DOCUMENT SECTION:
Gen Z members are also driving less and obtaining their licenses at lower rates than ever before. According to data from the Federal Highway Administration, 67 percent of 18-year-olds in 2004 had a license, compared to 58 percent in 2020. Handy states the reason for this is multifaceted, noting cultural and financial factors as potential forces.
“Kids are probably less interested in driving for cultural and prestige reasons,” she said, acknowledging that the social clout car ownership has historically bestowed on students has waned over the last few decades. However, “the reasons are also going to differ by community,” as some can’t afford to drive or have parents who are hesitant to put them behind the wheel.
Handy believes that this trend can only be seen as something positive, though, as research has shown that the longer amount of time teens and young adults spend without a car, the more likely they are to gain experience using other forms of transportation such as biking or riding the bus. Gen Z’s capacity to build a stronger “transportation literacy” will determine their level of car-dependency in the long-run, according to Handy.
“The research suggests that maybe [young people driving less] is not as lasting and as dramatic a change as we think,” she said, and that permanent shifts remain to be seen.
Accelerating car-free conversation
But TFP itself is inspiring similar groups elsewhere. At Brown University in Providence, Rhode Island, for example, undergraduates Jesse Edelstein and Roni Wine hope to turn the main commercial corridor near campus, Thayer Street, into a car-free haven with the Brown Urban Mobility Project.
Wine stated that his inability to walk around the city to run errands after moving from Brazil is what piqued his interest in safe street design. For Edelstein, it was the little attention paid to roadway safety and infrastructure. “But we also understand the climate implications of a world dominated by sprawling, car-dependent cities and we want to join in the advocacy effort to confront that,” he said.
“Our goal is to accelerate conversations about car-free urban spaces so as to open people’s minds to how much quality of life they can gain from living in a city designed for people, not cars,” Edelstein said. “It is not easy to get to different parts of the city without biking on multiple-lane, high-speed roads.”

[Region pointing data]
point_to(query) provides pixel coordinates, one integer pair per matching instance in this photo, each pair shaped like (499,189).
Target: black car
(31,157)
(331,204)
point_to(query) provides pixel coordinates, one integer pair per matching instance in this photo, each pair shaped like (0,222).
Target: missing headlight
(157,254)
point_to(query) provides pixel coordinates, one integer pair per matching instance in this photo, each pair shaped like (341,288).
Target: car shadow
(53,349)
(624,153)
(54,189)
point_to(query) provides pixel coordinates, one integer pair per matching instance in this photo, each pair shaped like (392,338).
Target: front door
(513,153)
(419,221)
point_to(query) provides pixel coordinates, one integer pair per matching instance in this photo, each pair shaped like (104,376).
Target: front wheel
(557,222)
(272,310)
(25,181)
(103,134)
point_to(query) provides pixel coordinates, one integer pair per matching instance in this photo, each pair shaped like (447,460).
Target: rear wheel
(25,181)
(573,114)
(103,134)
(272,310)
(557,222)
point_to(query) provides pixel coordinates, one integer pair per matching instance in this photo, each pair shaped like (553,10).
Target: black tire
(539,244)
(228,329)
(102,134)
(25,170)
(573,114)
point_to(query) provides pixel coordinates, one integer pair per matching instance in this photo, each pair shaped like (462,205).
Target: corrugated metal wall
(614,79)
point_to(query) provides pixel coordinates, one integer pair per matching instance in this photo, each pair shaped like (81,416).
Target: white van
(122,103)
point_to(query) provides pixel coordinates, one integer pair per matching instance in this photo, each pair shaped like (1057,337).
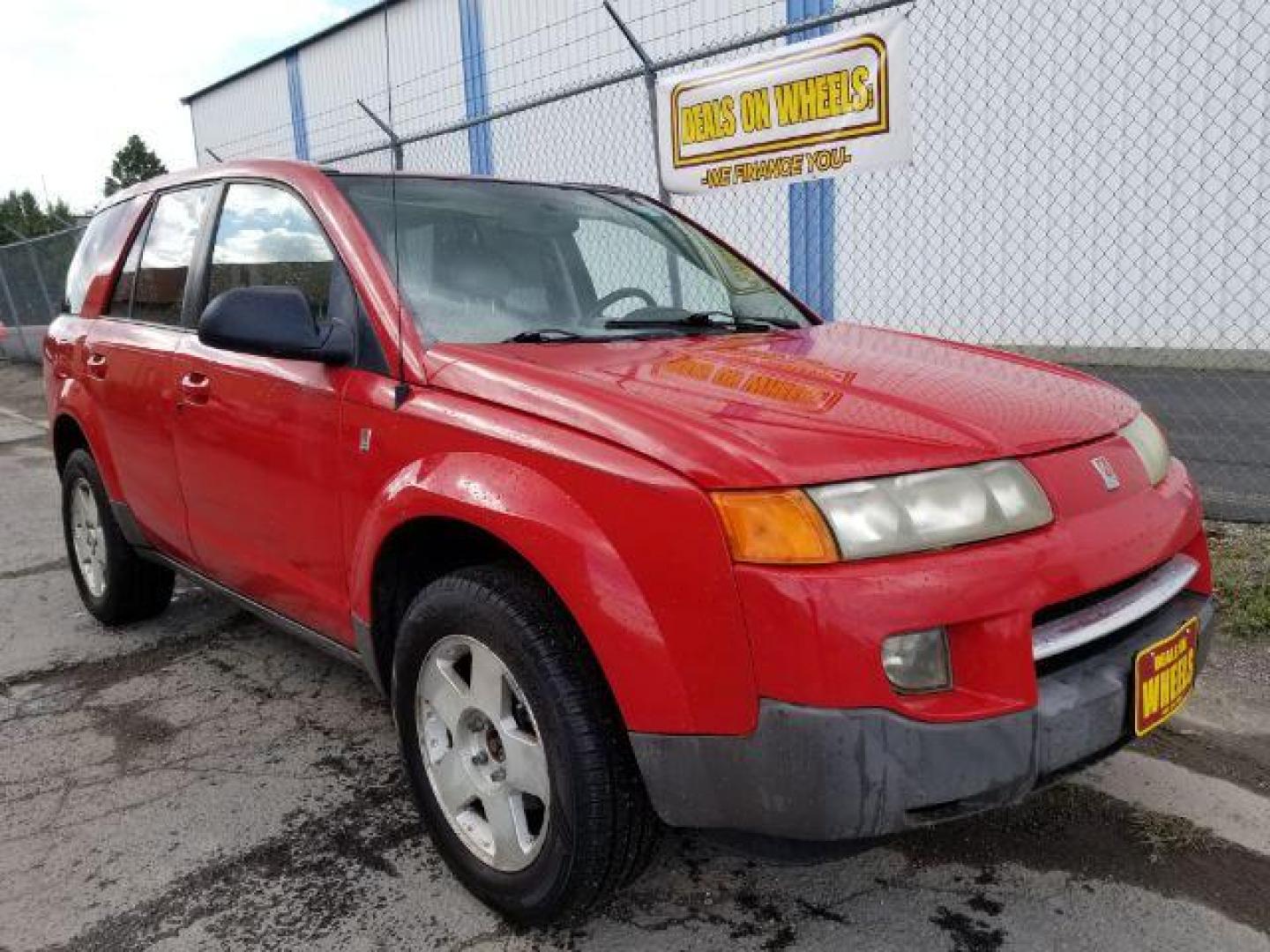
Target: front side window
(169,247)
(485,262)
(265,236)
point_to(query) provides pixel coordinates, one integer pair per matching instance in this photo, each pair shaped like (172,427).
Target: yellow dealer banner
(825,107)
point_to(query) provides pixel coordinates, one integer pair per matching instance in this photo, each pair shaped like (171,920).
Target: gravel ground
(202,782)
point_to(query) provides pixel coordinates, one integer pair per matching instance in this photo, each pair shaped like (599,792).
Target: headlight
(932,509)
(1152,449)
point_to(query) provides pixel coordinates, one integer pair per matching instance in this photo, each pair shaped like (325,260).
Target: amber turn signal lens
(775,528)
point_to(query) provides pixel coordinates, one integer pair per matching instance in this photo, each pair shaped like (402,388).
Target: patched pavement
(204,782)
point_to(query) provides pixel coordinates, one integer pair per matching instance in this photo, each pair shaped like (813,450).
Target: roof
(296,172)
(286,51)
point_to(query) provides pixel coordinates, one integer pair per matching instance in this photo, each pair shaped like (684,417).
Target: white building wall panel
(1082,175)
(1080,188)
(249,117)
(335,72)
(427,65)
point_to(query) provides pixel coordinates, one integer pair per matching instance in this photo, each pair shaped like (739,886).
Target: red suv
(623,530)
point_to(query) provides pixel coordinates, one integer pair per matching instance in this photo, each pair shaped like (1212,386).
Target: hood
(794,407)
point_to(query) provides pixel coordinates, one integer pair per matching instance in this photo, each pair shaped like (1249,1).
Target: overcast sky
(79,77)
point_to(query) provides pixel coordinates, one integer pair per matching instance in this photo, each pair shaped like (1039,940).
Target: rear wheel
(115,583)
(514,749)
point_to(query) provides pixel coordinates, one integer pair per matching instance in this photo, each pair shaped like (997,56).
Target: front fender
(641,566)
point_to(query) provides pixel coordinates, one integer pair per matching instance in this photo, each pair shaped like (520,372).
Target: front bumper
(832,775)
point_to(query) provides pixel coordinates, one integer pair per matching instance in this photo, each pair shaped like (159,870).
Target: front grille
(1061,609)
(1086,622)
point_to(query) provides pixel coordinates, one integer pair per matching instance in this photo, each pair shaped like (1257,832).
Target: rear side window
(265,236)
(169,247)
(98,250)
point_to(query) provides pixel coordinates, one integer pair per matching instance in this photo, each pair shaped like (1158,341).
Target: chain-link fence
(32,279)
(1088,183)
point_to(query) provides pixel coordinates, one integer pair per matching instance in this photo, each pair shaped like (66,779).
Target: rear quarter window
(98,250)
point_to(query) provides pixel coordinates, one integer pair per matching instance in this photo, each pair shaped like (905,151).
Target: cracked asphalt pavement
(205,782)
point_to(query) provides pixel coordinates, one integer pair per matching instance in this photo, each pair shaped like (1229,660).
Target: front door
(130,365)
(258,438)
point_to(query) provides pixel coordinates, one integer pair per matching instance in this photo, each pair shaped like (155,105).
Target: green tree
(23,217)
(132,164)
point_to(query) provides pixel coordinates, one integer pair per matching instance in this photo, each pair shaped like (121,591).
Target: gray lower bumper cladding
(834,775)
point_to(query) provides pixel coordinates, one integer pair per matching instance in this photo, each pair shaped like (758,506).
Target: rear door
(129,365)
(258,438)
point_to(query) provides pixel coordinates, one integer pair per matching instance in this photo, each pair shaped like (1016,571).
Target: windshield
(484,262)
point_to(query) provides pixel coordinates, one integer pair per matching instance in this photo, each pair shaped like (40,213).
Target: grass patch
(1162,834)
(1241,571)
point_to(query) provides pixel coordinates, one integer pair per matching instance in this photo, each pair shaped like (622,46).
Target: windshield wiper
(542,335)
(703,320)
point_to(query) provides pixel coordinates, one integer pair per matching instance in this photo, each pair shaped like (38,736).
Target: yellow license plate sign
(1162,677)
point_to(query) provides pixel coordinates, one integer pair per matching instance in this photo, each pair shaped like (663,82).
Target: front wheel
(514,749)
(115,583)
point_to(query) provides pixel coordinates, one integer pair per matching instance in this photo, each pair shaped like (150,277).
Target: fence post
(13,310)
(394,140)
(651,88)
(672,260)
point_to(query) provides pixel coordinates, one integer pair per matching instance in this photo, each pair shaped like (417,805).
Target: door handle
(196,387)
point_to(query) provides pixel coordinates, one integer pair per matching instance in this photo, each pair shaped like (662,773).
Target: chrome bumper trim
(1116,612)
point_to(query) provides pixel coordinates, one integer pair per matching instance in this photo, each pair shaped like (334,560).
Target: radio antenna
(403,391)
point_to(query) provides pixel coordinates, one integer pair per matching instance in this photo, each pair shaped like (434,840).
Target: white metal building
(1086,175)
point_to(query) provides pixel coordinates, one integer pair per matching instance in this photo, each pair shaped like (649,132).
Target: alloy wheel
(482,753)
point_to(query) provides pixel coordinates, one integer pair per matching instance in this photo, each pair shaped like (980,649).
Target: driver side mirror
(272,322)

---

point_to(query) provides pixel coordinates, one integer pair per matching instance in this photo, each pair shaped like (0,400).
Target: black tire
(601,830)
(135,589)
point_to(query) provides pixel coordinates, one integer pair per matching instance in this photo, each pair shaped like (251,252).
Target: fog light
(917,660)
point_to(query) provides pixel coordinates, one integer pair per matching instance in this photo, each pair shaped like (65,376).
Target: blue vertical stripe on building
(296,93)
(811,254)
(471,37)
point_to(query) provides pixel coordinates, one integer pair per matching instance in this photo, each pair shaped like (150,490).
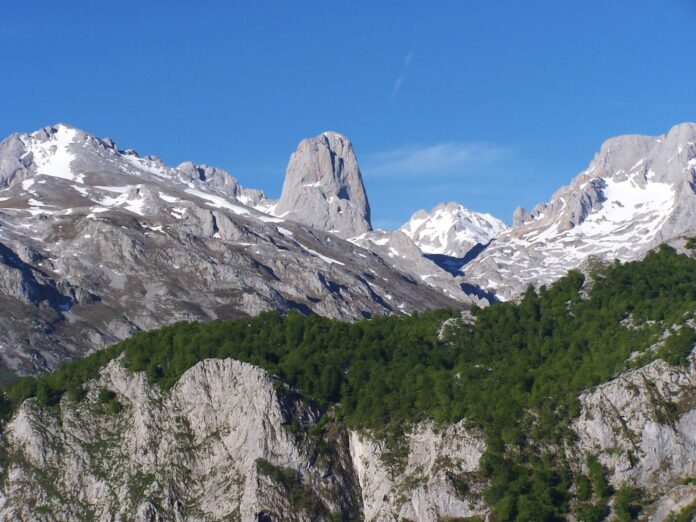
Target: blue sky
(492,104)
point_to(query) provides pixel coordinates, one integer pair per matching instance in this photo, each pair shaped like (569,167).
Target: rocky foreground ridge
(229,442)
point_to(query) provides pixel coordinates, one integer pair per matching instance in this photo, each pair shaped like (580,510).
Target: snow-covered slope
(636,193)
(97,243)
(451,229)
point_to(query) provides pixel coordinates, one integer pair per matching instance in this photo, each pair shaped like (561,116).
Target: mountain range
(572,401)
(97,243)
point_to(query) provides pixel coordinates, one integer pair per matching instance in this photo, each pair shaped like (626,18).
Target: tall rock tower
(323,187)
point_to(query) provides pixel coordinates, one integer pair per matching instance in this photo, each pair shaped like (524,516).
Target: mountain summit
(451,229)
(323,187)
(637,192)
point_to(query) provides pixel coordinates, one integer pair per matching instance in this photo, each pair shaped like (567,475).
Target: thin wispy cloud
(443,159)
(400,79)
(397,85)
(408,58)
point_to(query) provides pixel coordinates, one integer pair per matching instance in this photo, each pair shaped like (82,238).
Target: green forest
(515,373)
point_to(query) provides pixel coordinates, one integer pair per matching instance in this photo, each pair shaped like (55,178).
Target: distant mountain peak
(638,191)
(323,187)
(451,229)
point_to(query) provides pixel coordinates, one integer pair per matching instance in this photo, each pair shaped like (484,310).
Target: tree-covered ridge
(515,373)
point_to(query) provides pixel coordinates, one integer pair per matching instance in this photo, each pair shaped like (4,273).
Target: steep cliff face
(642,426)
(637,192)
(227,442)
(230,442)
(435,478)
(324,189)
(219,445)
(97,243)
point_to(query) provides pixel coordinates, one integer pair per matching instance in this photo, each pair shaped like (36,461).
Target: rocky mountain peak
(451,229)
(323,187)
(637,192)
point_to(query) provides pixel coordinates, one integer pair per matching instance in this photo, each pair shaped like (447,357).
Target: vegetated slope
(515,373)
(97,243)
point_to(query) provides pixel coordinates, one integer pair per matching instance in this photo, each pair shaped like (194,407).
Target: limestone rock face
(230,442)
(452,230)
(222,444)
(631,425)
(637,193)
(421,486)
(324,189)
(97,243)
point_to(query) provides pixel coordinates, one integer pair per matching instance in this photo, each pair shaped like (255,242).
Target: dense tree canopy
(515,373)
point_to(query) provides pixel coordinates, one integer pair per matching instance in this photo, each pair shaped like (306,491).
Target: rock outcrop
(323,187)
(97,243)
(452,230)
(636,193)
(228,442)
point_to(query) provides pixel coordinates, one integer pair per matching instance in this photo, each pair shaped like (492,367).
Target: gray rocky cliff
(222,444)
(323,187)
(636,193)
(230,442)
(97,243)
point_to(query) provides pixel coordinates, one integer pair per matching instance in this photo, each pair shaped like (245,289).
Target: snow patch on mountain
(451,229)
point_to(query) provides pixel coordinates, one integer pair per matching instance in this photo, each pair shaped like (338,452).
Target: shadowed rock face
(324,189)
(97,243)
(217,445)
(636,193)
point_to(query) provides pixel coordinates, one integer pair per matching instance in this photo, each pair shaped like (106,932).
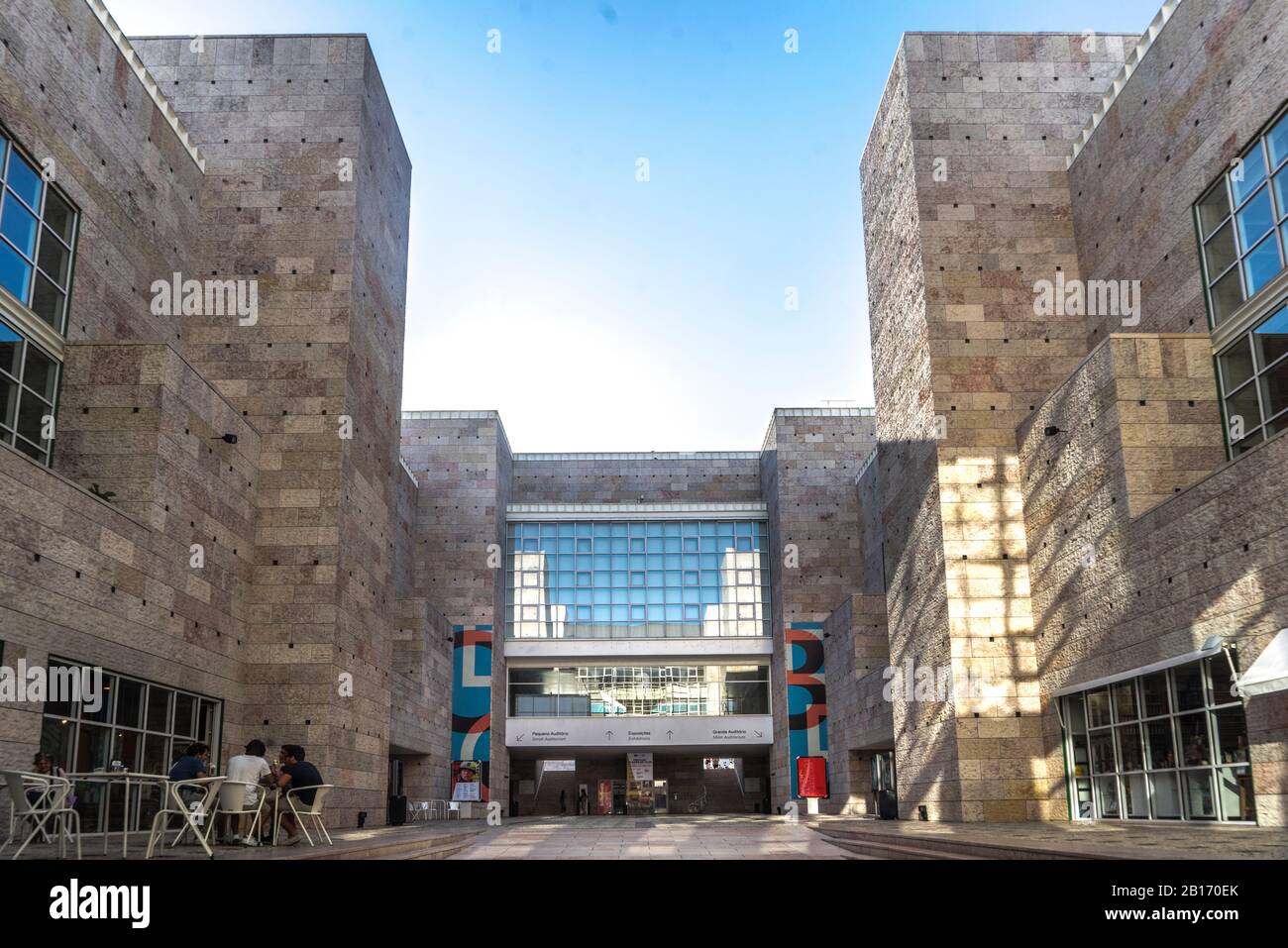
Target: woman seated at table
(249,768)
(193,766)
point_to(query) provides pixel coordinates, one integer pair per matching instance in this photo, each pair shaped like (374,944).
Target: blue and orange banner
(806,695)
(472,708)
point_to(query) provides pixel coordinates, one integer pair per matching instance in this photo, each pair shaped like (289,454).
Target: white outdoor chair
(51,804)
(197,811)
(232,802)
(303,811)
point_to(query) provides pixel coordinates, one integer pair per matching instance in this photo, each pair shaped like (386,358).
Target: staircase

TASKS TO PERFORM:
**A)** Rewrite the passage of the article on young people and driving starting with "Gen Z members" and going on through "behind the wheel.", putting "FHWA" in place of "Federal Highway Administration".
**B)** List every person the article on young people and driving mentions by name.
The region pointing data is separate material and has no connection to the article on young people and driving.

PER-TASK OUTPUTS:
**A)**
Gen Z members are also driving less and obtaining their licenses at lower rates than ever before. According to data from the FHWA, 67 percent of 18-year-olds in 2004 had a license, compared to 58 percent in 2020. Handy states the reason for this is multifaceted, noting cultural and financial factors as potential forces.
“Kids are probably less interested in driving for cultural and prestige reasons,” she said, acknowledging that the social clout car ownership has historically bestowed on students has waned over the last few decades. However, “the reasons are also going to differ by community,” as some can’t afford to drive or have parents who are hesitant to put them behind the wheel.

**B)**
Handy
Jesse Edelstein
Roni Wine